▸ **Aim**: Turn the rows from the line with "(b) Give the bounding box that tightly covers the building" up to and including the line with "[738,581,809,606]" into a numbered list, leaving out any blank lines. Do this for those rows only.

▸ **Material**:
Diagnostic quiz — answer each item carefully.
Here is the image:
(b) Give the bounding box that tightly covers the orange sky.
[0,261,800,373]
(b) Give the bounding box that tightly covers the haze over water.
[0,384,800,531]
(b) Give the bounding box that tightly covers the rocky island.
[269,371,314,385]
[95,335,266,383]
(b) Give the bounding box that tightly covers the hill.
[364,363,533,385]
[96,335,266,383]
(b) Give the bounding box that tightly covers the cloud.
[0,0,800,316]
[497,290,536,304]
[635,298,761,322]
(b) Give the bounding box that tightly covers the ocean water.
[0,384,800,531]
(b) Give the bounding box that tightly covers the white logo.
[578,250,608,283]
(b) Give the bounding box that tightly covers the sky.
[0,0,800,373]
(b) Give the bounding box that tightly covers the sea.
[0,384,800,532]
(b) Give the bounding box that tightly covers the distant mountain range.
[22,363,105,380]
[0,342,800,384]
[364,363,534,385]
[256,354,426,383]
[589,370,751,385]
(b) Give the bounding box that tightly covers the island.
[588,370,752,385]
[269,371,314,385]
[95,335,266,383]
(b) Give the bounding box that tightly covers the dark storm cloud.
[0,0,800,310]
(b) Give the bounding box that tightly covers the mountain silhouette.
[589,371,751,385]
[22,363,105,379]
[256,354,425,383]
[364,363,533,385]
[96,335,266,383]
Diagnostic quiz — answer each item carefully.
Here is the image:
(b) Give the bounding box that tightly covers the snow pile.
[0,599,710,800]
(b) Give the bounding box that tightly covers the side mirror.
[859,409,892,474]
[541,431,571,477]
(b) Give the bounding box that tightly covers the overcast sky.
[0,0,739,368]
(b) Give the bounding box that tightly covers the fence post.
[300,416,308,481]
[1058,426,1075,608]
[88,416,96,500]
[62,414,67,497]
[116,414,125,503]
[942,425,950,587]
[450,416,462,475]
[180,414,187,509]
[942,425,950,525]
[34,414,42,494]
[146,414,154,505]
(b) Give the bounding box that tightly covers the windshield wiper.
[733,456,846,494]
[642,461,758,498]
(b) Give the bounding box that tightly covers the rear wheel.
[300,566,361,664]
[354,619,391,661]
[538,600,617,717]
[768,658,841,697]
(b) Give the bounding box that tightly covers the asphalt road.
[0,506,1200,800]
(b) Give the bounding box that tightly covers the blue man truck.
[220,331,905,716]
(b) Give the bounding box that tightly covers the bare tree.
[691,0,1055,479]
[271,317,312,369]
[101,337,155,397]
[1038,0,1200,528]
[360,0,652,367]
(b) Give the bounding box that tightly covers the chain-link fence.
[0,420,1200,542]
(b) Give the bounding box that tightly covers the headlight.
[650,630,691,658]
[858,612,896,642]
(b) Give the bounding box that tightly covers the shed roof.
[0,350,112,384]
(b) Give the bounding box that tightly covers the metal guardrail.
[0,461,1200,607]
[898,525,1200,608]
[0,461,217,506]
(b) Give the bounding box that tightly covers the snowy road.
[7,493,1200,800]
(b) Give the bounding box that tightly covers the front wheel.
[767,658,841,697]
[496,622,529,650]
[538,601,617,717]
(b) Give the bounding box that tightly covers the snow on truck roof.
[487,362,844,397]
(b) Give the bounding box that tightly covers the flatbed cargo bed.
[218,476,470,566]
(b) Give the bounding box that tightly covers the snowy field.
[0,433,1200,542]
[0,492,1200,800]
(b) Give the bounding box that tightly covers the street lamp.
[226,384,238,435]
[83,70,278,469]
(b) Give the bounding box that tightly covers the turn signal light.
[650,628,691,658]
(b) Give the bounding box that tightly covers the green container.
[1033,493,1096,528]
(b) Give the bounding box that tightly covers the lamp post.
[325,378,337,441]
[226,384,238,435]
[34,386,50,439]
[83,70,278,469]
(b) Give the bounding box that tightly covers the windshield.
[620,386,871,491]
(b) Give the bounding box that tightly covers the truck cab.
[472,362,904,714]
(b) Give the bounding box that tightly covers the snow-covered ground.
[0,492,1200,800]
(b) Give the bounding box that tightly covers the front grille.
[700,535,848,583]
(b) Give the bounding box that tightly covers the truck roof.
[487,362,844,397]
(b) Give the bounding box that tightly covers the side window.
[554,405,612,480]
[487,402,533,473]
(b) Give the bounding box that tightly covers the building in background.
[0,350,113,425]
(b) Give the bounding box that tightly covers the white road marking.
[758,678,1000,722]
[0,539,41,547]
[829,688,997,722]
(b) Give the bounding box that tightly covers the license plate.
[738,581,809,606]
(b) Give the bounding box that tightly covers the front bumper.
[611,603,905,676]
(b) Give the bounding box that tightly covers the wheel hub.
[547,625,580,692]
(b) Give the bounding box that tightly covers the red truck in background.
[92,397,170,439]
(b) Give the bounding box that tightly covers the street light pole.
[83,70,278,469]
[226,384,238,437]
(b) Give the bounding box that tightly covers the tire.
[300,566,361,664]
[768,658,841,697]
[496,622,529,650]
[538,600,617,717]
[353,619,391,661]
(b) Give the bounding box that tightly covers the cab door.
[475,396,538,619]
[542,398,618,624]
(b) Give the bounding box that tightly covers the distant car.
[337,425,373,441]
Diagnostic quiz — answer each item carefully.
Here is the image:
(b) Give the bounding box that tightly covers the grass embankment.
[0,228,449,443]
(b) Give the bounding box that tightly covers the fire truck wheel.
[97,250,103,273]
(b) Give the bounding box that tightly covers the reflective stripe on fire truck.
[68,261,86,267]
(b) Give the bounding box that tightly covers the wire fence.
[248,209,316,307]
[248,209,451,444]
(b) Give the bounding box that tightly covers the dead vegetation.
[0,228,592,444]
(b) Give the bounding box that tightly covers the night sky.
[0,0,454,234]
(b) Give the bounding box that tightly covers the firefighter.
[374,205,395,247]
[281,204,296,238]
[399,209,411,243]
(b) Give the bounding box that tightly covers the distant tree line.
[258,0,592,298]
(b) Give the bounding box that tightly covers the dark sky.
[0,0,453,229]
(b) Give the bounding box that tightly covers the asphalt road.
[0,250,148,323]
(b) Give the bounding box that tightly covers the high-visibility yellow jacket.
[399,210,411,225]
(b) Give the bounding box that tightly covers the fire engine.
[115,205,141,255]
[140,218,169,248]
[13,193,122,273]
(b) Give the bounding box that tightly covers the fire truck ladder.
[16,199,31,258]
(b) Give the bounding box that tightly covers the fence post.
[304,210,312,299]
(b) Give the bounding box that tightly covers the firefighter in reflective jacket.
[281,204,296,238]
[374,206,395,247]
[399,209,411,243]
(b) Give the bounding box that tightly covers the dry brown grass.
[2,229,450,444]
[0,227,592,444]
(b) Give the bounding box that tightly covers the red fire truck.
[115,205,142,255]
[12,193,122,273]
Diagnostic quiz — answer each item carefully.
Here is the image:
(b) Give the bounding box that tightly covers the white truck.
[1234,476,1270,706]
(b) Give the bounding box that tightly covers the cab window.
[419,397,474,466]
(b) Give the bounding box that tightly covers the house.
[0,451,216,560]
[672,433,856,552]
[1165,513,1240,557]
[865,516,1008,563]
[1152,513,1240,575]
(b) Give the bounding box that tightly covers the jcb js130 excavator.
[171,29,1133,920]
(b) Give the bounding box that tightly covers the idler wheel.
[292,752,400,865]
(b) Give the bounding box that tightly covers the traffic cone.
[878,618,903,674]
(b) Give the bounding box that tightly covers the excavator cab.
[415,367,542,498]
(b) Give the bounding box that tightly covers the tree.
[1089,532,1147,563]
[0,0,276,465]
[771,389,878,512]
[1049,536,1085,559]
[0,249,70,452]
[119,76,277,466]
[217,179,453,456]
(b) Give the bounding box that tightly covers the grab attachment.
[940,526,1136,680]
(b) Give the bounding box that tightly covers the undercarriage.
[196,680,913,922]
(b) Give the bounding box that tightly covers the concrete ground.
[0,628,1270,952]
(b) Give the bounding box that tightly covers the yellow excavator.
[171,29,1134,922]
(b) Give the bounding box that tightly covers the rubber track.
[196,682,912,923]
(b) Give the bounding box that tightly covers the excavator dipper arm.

▸ **Response**:
1. (b) Give the bounding box that tightly covers the building in background.
2. [0,350,113,425]
3. (b) Give the bounding box that tightly covers the white road marking.
4. [758,678,1000,722]
5. [0,539,41,547]
6. [829,688,997,722]
7. (b) Give the bounding box that tightly covers the license plate.
8. [738,581,809,606]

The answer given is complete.